— Start Information provided —
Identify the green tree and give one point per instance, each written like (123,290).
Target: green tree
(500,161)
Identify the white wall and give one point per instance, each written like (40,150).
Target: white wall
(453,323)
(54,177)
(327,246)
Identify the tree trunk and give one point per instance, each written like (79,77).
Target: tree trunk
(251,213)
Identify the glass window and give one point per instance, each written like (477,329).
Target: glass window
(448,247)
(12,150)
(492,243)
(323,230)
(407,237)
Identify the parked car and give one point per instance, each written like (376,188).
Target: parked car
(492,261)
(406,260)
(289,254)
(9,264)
— End Information provided —
(Task to carry out): Please reproduce the whole listing above, keeping every line unchanged.

(Answer to this problem):
Identify the green tree and give one point per instance, each written like (123,290).
Target: green tree
(500,161)
Identify the white wall and give one point per instance, each written like (40,150).
Target: white wall
(453,323)
(54,177)
(327,246)
Identify the tree trunk and give one point per instance, each written like (79,77).
Target: tree trunk
(251,213)
Identify the glass window and give one point per instance, each written like (477,329).
Target: glass window
(448,247)
(12,150)
(492,243)
(323,230)
(407,237)
Identify the parked car and give one point per instance, each written like (376,188).
Target: parked car
(492,261)
(406,260)
(289,254)
(9,264)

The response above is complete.